● WHAT THE EXERCISE ASKS
Omit the images, then print each record below exactly as it reads.

◆ ◆ ◆ ◆ ◆

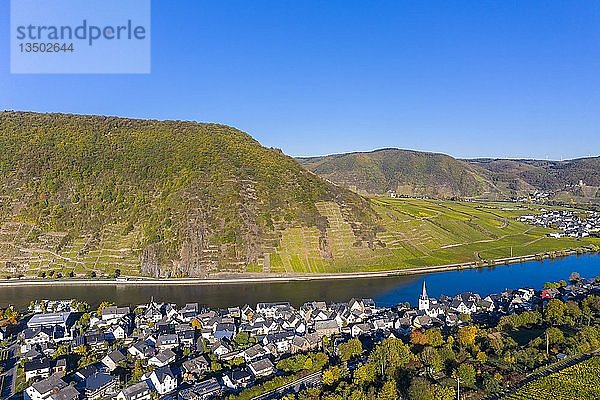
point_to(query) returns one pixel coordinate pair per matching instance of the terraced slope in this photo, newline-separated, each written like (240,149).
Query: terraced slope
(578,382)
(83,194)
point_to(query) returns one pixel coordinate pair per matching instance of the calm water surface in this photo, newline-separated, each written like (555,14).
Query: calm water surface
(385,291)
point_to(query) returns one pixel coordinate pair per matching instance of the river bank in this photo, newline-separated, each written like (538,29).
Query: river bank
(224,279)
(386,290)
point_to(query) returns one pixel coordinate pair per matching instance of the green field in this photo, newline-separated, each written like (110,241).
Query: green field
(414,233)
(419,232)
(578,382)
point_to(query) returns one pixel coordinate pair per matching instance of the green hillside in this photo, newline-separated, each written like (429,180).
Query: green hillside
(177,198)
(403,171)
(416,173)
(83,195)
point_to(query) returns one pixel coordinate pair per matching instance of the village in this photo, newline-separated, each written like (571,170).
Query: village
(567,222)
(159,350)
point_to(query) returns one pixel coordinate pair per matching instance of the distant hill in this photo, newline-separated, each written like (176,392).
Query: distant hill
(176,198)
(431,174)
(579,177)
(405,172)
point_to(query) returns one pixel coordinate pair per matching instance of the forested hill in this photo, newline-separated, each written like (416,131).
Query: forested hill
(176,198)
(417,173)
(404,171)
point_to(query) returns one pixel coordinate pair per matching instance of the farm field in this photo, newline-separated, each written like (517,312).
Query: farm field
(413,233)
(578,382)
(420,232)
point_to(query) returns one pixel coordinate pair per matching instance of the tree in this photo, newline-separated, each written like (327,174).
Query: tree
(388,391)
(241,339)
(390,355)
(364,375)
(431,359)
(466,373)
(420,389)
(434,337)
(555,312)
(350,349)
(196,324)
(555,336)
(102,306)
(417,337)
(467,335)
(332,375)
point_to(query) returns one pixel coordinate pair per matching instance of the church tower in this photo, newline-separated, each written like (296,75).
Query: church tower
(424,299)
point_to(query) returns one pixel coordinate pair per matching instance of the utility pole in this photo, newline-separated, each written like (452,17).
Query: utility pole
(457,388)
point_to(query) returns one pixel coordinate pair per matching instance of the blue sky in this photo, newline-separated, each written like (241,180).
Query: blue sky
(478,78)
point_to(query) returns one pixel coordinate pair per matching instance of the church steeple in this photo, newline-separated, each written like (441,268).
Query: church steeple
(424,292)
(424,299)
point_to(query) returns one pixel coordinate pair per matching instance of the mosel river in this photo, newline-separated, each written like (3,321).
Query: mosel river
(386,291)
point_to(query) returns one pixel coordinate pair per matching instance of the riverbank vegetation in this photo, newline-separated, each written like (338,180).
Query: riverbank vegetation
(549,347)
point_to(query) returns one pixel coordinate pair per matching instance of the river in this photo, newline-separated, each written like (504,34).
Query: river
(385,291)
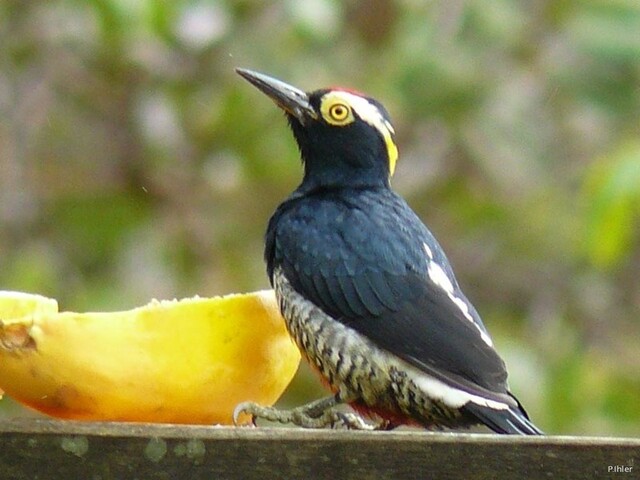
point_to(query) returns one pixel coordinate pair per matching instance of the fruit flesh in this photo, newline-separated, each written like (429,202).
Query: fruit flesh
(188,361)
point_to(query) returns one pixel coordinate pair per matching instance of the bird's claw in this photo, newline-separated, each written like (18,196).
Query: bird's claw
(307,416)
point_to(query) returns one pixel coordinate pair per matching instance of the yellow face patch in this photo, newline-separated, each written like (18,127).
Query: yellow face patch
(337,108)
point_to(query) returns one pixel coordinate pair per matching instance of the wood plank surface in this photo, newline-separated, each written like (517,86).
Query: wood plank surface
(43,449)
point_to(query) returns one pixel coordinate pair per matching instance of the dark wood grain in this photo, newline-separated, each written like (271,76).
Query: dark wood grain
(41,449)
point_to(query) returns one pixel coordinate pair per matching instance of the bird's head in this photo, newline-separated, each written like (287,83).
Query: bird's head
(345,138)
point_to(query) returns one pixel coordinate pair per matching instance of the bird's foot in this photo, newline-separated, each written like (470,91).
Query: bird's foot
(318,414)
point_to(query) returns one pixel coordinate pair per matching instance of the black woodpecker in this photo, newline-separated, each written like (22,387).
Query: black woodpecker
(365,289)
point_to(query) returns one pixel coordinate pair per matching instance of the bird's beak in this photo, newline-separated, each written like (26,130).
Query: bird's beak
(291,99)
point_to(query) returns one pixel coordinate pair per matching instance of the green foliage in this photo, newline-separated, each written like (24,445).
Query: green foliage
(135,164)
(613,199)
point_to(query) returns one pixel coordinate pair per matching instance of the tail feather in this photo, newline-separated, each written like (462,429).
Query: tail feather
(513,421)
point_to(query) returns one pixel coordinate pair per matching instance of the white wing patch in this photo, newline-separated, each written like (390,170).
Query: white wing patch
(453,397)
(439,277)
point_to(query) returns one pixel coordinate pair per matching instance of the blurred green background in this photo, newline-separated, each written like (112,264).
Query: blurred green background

◆ ◆ ◆ ◆ ◆

● WORKED SOLUTION
point_to(query) returns one pixel coordinate pair per matching instance of the terraced slope in this photo, newline-separated, each written like (240,149).
Query: terraced slope
(578,382)
(83,194)
point_to(query) returns one pixel coordinate pair per matching instance of the calm water surface in this photo, newline-separated, each written like (555,14).
Query: calm water surface
(385,291)
point_to(query) returns one pixel coordinate pair per matching instance of the river bank in this photo, newline-separated, each written like (538,29).
Query: river bank
(224,279)
(386,290)
point_to(query) returns one pixel coordinate pair per matching instance of the green field in this photo, newline-separated, each written like (110,241).
Query: green field
(414,233)
(419,232)
(578,382)
point_to(query) returns one pixel coordinate pair per matching instance of the green hillside in this photo, newline-separated, each written like (429,180).
Query: green hillside
(177,198)
(403,171)
(416,173)
(83,195)
point_to(query) returns one pixel coordinate pair per matching instance of the village in this photo, newline-separated, each written like (571,170).
Query: village
(567,222)
(159,350)
point_to(query) returns one pixel coordinate pair per matching instance of the distant hill in this photo, newline-separated, each written like (176,392).
Query: distant hill
(176,198)
(431,174)
(579,177)
(405,172)
point_to(query) returns one pixel coordinate pair per matching instance of the forested hill in this photo, newline-separated, each written like (416,131).
Query: forested hill
(176,198)
(417,173)
(404,171)
point_to(query) returns one pixel coordinate pair per matching instance of the farm field in this photo, newline-separated, each written like (517,312).
Query: farm field
(413,233)
(578,382)
(420,232)
point_to(query) returns one pixel coordinate pair per matching instance of the tree in this photo, newline-separated, each written like (327,174).
Query: tree
(388,391)
(241,339)
(390,355)
(364,375)
(431,359)
(466,373)
(420,389)
(434,337)
(555,312)
(350,349)
(196,324)
(555,336)
(102,306)
(417,337)
(467,335)
(332,375)
point_to(query) returns one pixel coordinate pair per matching instance of the church tower in this photo, newline-separated, each written like (296,75).
Query: church tower
(424,299)
point_to(query) returns one pixel coordinate pair per matching instance of the utility pole in this photo, newline-separated, each written like (452,17).
Query: utility pole
(457,388)
point_to(query) returns one pixel coordinate pair per matching instance of the blue sky in this photo, newline-separated, each written like (241,180).
Query: blue sky
(478,78)
point_to(query) returns one pixel coordinate pair per matching instance of the church steeple in this photo, newline-separated, each written like (441,268).
Query: church steeple
(424,292)
(424,299)
point_to(query) returns one pixel coordinate pair per matching instance of the mosel river in this photo, newline-separated, each written like (3,321).
Query: mosel river
(386,291)
point_to(query) returns one pixel coordinate pair per matching instance of the riverbank vegetation in this photo, newline-separated, each written like (338,180).
Query: riverbank vegetation
(549,347)
point_to(query) returns one pixel coordinate pair per matching instance of the river in this photo, newline-separated, each written like (504,34).
Query: river
(385,291)
point_to(query) returns one pixel coordinate pair per matching instance of the fruit flesh in this photo, newline-separated, each written like (429,202).
Query: fruit flesh
(188,361)
point_to(query) returns one pixel coordinate pair per matching instance of the bird's claw in this photo, newline-separated, each written like (18,196).
Query: bird's claw
(307,416)
point_to(query) returns one pixel coordinate pair per matching instance of the yellow face patch in this photo, newline-separated, each written like (18,127).
Query: yellow face patch
(337,108)
point_to(query) returns one pixel coordinate pair per matching instance of the wood plank surface in this photo, newline-separated, each written like (517,86).
Query: wood plank surface
(43,449)
point_to(query) returns one pixel coordinate pair per matching instance of the dark wood grain in this photo, newline-separated, each written like (271,76).
Query: dark wood grain
(41,449)
point_to(query) returns one pixel coordinate pair per matching instance of the bird's head in this photo, newline-separated, each written like (287,83).
Query: bird's head
(345,138)
point_to(query) returns one pixel coordinate pair per matching instance of the bird's foot in this photo, newline-separated, each written like (470,91).
Query: bird's foot
(318,414)
point_to(query) returns one pixel coordinate pair per matching instance of the black woodpecker in this photo, newline-separated, each written like (22,387).
Query: black woodpecker
(365,289)
point_to(query) returns one pixel coordinate pair per matching instance of the bird's beak in this photo, newline-separated, each written like (26,130).
Query: bird's beak
(291,99)
point_to(query) returns one pixel coordinate pair per matching instance of the green foliage in this photo, newline-separated, each written like (24,445).
Query: green foliage
(135,164)
(613,199)
point_to(query) returns one pixel coordinate pair per matching instance of the tail feather in this photo, newline-separated, each written like (462,429).
Query: tail feather
(513,421)
point_to(query) returns one pixel coordinate pair per matching instance of the white wing patch in this photo, newline-separated, each written like (390,170).
Query: white wing patch
(453,397)
(439,277)
point_to(query) returns one pixel coordinate pair per matching instance of the blurred green background in this photo, newline-separated, each written like (112,264).
Query: blurred green background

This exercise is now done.